§ Texto de lectura
El 10 de julio de 1948 la comunidad judía de Petaj Tikva, entonces una colonia de judíos ortodoxos fundada en 1878 con dinero del barón Edmond de Rothschild, atacaron Majdal Yaba. Los 1.500 habitantes fueron expulsados, víctimas de la nakba, la tragedia del pueblo palestino. Cientos de miles de árabes perdieron sus hogares aquel año ante el empuje del nuevo Estado de Israel.
Los palestinos –me dijeron entonces en Givat HaShloshá– no huyeron de los judíos sino de la guerra que los países árabes iniciaron contra Israel nada más declarada la independencia. La mayoría habían encontrado refugio en Jordania, “su nuevo país”.
La verdad es que entonces no me preocupaba el pueblo palestino. Me interesaba el Estado judío, las chicas del kibutz y las excursiones de fin de semana a Tel Aviv.
De domingo a viernes trabajábamos moviendo las tuberías de riego en los campos de algodón, pintando los depósitos de pienso en la granja de pollos o enganchando suelas de botas militares en la fábrica de calzado. Nos levantábamos antes del amanecer y no parábamos hasta el mediodía. Las tardes las pasábamos en la piscina, tendidos sobre el césped.
La hierba verde, regada con aspersor, simbolizaba la superioridad del orden sionista.
Muchos años después, en Tucson (Arizona), volví a comprobar la jerarquía racial que pueden marcan los céspedes. Allí simbolizaban el dominio angloestadounidense sobre el desierto y los indígenas latinoamericanos.
Los oprimidos suelen recorrer a pie los caminos más polvorientos y desérticos, sea en Sonora, el Sáhara o Judea. Sin duda, la vegetación cultivada del kibutz reforzaba nuestro convencimiento de que el ejército israelí, el que llevaba las botas que fabricábamos en Givat HaShloshá, tenía todo el derecho a invadir Líbano en nombre del progreso occidental.
La propaganda israelí explicaba que la OLP (Organización para la Liberación de Palestina) tenía su cuartel general en Beirut y que era una organización terrorista, antisemita y antisionista. No había duda. Era un hecho que yo no disputaba porque entonces, a mi ignorancia sobre el pueblo árabe palestino, añadía otras dos igual de graves: que la etiqueta terrorista era una de las más aleatorias de la historia y que, en medio de una guerra, no hay más víctima que la población civil. La inocencia de los civiles atrapados en un conflicto no supe interpretarla bien hasta Isikveren.

§ Datos sin procesar
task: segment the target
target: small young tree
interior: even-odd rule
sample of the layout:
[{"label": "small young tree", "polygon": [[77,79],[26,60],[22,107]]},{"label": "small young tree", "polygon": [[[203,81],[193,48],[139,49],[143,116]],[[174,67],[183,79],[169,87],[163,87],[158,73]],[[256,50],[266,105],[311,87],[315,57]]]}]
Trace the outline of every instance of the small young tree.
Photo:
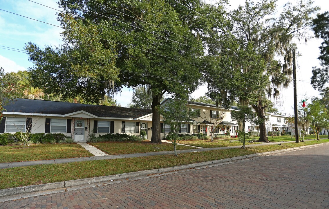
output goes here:
[{"label": "small young tree", "polygon": [[188,121],[190,123],[192,121],[190,118],[195,118],[198,113],[190,110],[187,106],[187,99],[174,97],[169,99],[160,108],[160,112],[164,118],[164,123],[170,126],[170,132],[167,137],[167,139],[172,142],[174,145],[174,152],[175,156],[177,156],[176,145],[179,142],[178,134],[182,124]]},{"label": "small young tree", "polygon": [[[30,138],[30,136],[31,135],[32,128],[35,129],[38,129],[42,125],[42,124],[41,123],[38,126],[36,126],[38,125],[38,121],[40,119],[39,116],[33,118],[32,117],[33,116],[33,114],[31,114],[30,116],[31,116],[31,117],[25,115],[25,121],[21,124],[13,124],[18,130],[18,132],[19,132],[20,134],[22,143],[24,147],[26,146],[27,141]],[[24,127],[25,128],[24,128],[23,127]]]},{"label": "small young tree", "polygon": [[232,120],[235,120],[242,125],[242,130],[239,131],[238,137],[239,141],[243,144],[243,148],[244,149],[245,148],[246,139],[248,136],[248,133],[245,132],[246,122],[259,123],[260,121],[257,119],[256,114],[252,112],[250,107],[240,106],[239,108],[239,110],[232,111],[231,113],[231,117]]}]

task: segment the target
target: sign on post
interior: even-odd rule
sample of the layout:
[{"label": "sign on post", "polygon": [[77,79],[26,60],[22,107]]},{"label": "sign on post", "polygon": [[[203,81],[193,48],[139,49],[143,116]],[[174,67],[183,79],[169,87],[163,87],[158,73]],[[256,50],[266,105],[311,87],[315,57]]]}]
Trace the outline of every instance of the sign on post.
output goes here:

§ Usando la información
**1.** Según el texto de lectura, ¿cuántos habitantes de Majdal Yaba fueron expulsados?
**2.** Prosigue el relato sobre los años en el kibutz de Givat HaShloshá a partir de su última oración.

§ Respuestas numeradas
**1.** Fueron expulsados 1.500 habitantes.

**2.**
Miramos al mundo como queremos que sea, no como es en realidad. Incluso los analistas más fríos no pueden evitarlo. Nuestro cerebro tiene un mecanismo que dificulta la comprensión de los puntos de vista que nos parecen contranaturales. Los reporteros que vemos el mundo en primer plano y nos enfrentamos a la tarea de escribir el primer borrador de la historia topamos constantemente con este muro. Creemos que podremos mejorar las cosas si denunciamos lo que no encaja en nuestra visión preconcebida de los acontecimientos. Es un error, pero, paradójicamente, también es una ilusión a la que no renunciamos porque a veces tenemos razón.
Durante más de treinta años he escrito cientos de notas desde lugares complejos, sitios donde lo que menos vale es la palabra hecha promesa política, porque las personas que se enfrentan a la nada, las que se exponen al vacío que va a tragarse sus vidas, empezando por sus propios cuerpos y acabando por las memorias que creían imperecederas, están muy cerca de la verdad.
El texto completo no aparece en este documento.